*** Task input Section Begins ***
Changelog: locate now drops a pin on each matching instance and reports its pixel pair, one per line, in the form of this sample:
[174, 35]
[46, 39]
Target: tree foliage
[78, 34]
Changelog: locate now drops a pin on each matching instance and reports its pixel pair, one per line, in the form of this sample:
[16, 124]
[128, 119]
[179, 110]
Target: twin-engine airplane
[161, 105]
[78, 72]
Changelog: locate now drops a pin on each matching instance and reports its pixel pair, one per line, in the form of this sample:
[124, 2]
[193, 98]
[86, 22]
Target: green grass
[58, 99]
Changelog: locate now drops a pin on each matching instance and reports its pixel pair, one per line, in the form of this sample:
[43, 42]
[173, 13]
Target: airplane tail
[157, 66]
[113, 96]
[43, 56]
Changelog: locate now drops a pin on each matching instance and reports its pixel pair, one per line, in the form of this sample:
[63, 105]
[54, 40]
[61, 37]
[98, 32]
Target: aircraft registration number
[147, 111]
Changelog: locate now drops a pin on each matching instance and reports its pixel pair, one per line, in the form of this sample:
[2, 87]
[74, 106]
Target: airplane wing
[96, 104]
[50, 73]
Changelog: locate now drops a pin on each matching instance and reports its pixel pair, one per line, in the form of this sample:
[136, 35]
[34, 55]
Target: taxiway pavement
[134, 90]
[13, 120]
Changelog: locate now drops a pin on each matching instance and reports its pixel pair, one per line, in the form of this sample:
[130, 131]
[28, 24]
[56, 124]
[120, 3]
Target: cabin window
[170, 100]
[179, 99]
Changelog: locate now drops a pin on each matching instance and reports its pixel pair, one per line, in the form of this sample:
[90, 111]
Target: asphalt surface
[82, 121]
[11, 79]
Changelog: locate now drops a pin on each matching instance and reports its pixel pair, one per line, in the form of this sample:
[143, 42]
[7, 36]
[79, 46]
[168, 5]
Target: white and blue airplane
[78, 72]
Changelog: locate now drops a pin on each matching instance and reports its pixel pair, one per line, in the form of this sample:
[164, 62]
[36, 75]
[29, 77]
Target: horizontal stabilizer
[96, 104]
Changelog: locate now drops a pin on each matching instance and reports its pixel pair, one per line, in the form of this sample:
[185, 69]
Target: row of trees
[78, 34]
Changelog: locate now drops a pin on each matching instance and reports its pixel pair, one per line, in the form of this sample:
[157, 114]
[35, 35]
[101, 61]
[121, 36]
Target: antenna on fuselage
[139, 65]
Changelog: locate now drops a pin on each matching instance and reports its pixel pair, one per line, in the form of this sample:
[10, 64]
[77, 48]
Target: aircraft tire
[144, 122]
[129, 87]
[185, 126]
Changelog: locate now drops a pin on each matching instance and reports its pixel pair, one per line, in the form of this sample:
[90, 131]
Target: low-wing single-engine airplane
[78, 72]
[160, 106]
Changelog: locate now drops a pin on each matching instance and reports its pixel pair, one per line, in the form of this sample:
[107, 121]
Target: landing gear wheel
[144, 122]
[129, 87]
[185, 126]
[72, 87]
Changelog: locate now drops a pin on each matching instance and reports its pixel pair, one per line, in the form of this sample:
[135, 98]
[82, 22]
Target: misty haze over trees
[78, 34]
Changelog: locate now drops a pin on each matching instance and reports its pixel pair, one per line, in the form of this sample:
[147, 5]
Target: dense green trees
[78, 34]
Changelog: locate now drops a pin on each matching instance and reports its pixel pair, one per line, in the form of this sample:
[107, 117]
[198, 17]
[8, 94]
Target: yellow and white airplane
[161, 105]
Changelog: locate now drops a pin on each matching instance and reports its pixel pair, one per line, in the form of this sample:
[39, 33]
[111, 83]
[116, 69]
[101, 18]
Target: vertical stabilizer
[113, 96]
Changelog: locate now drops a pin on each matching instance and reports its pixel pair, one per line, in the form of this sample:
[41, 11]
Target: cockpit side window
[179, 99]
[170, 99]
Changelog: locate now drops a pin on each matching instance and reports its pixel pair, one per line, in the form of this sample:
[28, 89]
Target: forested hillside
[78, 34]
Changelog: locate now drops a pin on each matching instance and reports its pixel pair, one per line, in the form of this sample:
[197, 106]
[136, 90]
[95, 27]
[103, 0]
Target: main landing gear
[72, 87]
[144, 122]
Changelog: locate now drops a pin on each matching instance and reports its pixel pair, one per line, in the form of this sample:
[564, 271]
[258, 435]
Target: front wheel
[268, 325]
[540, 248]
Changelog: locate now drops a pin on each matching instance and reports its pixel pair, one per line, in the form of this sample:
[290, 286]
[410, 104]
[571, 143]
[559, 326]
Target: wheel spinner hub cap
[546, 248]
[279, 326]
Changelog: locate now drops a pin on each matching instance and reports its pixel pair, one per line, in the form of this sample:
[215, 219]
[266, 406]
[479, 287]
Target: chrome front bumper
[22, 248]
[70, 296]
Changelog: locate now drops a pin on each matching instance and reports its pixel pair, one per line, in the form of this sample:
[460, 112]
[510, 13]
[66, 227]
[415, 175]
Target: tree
*** Task input Section Ends ***
Retype the records in their entirety, matching each one exactly.

Changelog: locate now drops a pin on each matching instance and reports its pixel pair, one per line, in the form of this sample:
[174, 35]
[46, 39]
Target: tree foliage
[78, 34]
Changelog: locate now drops a pin on each matching instance and reports its pixel pair, one per line, in the form of this sample:
[16, 124]
[128, 119]
[179, 110]
Target: twin-engine airplane
[161, 105]
[78, 72]
Changelog: locate now drops a pin on each matching instance and reports its pixel pair, one per line, in the form of this sample:
[124, 2]
[193, 98]
[86, 22]
Target: green grass
[58, 99]
Changelog: locate now drops a pin on each matching instance and reports its pixel pair, one per line, in the form of this sample:
[43, 42]
[173, 13]
Target: airplane tail
[157, 66]
[113, 96]
[43, 56]
Changelog: locate now drops a pin on each matching instance and reports its pixel pair, one per line, in the form of this sample:
[63, 105]
[54, 40]
[61, 37]
[98, 32]
Target: aircraft registration number
[147, 111]
Changelog: locate now drops a pin on each matching instance and reports its pixel pair, one per line, in the form of this sample:
[2, 87]
[74, 106]
Target: airplane wing
[96, 104]
[50, 73]
Changelog: locate now drops a pin on each matching instance and reports its pixel pair, one per line, in the form of this sample:
[136, 35]
[34, 55]
Target: taxiway pavement
[134, 90]
[13, 120]
Changelog: locate now drops a pin on each matching instance and reports its pixel pair, one per line, in the form of this sample:
[130, 131]
[28, 24]
[56, 124]
[120, 3]
Target: cabin window
[170, 100]
[179, 99]
Changelog: locate now drops a pin on each matching instance and reports its pixel pair, one per line, in the form of this sample:
[90, 111]
Target: asphalt surface
[82, 121]
[11, 79]
Changelog: locate now drops a pin on each matching instance and reports its pixel pair, one per line, in the form of this sample:
[143, 42]
[7, 36]
[79, 46]
[168, 5]
Target: white and blue airplane
[78, 72]
Changelog: locate now drops a pin on each matching instance and reports its pixel pair, one per line, in the form of this sample:
[164, 62]
[36, 75]
[29, 77]
Target: horizontal stabilizer
[96, 104]
Changelog: locate now drops a pin on each matching instance and reports its pixel pair, one per line, in the form of this sample:
[185, 69]
Target: row of trees
[78, 34]
Changelog: locate now drops a pin on each matching instance and reports its pixel pair, one per line, in the form of this sample:
[157, 114]
[35, 35]
[101, 61]
[121, 36]
Target: antenna on fuselage
[139, 65]
Changelog: locate now drops a pin on each matching instance and reports its pixel pair, one per line, in the form of this sample:
[10, 64]
[77, 48]
Target: aircraft tire
[144, 122]
[129, 87]
[185, 126]
Changelog: locate now drops a pin on each matching instance and reports its pixel pair, one per line, in the form of this sample:
[90, 131]
Target: low-wing single-engine airplane
[78, 72]
[160, 106]
Changelog: locate now drops a pin on each matching instance and reports its pixel pair, one per line, in the form of this sample:
[107, 121]
Target: landing gear wheel
[144, 122]
[129, 87]
[185, 126]
[72, 87]
Changelog: locate now drops a pin on each matching instance and reports its pixel pair, one per line, in the form of this sample:
[135, 98]
[82, 22]
Target: misty haze over trees
[78, 34]
Changelog: locate now drops a pin on each matching instance and reports its pixel pair, one per line, in the form of this sample:
[147, 5]
Target: dense green trees
[78, 34]
Changelog: locate now drops a pin on each matching instance and reports its pixel pair, one per line, in the form of this sample:
[107, 117]
[198, 17]
[8, 94]
Target: yellow and white airplane
[161, 105]
Changelog: locate now drops a pin on each matching instance and reports its pixel pair, one per line, in the form of this sample:
[39, 33]
[111, 83]
[116, 69]
[101, 18]
Target: vertical stabilizer
[113, 96]
Changelog: locate now drops a pin on each matching instance and reports its pixel pair, one per line, in the form of this sample:
[41, 11]
Target: cockpit side window
[179, 99]
[170, 99]
Changelog: locate now drops a pin on each matching instance and reports its pixel pair, one per line, in the form of this sample:
[28, 89]
Target: forested hillside
[78, 34]
Changelog: locate now drops a pin on each matching instance and reports its pixel pair, one per line, in the form of this sample:
[197, 106]
[136, 90]
[95, 27]
[103, 0]
Target: main landing gear
[72, 87]
[144, 122]
Changelog: locate now drops a pin on each matching instance and reports its pixel pair, one per line, in the form of this sample:
[564, 271]
[258, 435]
Target: front wheel
[268, 325]
[540, 248]
Changelog: locate now drops a pin on each matching instance and reports its pixel pair, one per line, in the form of this sample:
[290, 286]
[410, 104]
[571, 143]
[559, 326]
Target: wheel spinner hub cap
[546, 248]
[279, 326]
Changelog: locate now drops a pin on each matching instance and reports its pixel pair, one per line, in the form of this sample:
[215, 219]
[266, 406]
[479, 287]
Target: chrome front bumper
[22, 248]
[70, 296]
Changelog: locate now drops a pin on each matching instance and reports its pixel pair, one per line, in the form of this sample:
[460, 112]
[510, 13]
[66, 227]
[415, 175]
Target: tree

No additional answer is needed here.